▸ **WHAT YOU HAVE TO DO**
Find how many lines of the following entries contain "shirt". Reply with the number alone.

▸ **SOURCE INFORMATION**
──────────────────────────────
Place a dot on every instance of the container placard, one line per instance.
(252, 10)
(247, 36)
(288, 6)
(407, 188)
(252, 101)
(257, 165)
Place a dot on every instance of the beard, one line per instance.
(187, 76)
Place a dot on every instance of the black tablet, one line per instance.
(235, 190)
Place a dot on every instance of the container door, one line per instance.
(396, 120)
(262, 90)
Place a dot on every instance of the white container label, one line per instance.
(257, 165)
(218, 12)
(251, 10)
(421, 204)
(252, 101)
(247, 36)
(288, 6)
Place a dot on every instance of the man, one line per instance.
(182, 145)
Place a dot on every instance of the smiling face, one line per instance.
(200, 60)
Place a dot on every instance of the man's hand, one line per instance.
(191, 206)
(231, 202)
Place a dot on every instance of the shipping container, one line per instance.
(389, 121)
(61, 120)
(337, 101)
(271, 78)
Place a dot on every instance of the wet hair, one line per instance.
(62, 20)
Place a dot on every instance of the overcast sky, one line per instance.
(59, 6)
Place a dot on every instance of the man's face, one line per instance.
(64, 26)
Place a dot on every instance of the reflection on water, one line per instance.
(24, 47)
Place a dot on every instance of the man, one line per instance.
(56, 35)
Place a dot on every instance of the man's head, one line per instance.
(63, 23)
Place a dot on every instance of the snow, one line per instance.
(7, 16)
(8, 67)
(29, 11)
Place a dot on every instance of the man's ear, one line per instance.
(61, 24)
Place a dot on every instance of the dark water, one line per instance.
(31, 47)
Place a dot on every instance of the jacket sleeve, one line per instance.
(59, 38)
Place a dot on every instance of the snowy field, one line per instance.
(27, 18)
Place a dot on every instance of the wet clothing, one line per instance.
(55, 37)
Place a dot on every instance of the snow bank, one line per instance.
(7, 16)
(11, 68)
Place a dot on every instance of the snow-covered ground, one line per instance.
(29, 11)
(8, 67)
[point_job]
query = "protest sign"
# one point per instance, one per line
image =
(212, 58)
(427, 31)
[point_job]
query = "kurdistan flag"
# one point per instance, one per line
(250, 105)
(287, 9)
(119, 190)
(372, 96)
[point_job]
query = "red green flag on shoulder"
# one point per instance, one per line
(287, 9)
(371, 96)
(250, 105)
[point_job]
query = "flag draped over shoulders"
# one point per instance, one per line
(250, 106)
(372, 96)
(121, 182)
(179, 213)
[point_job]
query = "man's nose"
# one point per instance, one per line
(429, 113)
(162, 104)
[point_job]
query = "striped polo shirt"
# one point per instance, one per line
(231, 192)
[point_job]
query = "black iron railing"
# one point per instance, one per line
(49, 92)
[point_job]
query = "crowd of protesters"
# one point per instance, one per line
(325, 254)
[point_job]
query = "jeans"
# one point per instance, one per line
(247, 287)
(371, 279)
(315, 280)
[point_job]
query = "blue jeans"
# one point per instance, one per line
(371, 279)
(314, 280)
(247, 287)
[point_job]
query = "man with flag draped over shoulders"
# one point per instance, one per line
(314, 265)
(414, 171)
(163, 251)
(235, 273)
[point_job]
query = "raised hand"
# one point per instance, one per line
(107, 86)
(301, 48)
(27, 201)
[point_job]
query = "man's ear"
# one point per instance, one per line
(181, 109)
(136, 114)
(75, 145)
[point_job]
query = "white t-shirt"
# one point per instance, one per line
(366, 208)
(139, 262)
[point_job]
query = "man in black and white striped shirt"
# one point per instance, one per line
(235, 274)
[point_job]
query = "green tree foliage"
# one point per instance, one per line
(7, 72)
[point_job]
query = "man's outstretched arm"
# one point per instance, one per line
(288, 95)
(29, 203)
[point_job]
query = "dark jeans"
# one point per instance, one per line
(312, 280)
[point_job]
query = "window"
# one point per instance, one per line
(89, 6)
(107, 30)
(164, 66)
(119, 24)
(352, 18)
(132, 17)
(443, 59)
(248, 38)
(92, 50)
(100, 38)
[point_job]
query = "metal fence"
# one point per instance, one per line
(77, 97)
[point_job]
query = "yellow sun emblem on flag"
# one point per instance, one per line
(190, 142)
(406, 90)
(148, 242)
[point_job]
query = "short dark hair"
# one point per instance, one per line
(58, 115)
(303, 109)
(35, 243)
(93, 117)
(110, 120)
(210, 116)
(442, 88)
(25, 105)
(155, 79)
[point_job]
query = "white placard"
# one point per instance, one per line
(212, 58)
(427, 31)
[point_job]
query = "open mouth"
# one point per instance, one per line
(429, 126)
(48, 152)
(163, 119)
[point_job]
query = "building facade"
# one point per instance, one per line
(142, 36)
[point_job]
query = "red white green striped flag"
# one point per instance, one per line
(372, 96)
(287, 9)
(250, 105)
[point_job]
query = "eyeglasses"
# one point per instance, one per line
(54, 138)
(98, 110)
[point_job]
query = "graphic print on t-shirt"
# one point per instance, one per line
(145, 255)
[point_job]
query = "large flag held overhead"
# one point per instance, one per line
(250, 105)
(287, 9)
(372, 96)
──────────────────────────────
▸ **SOLVED EXERCISE**
4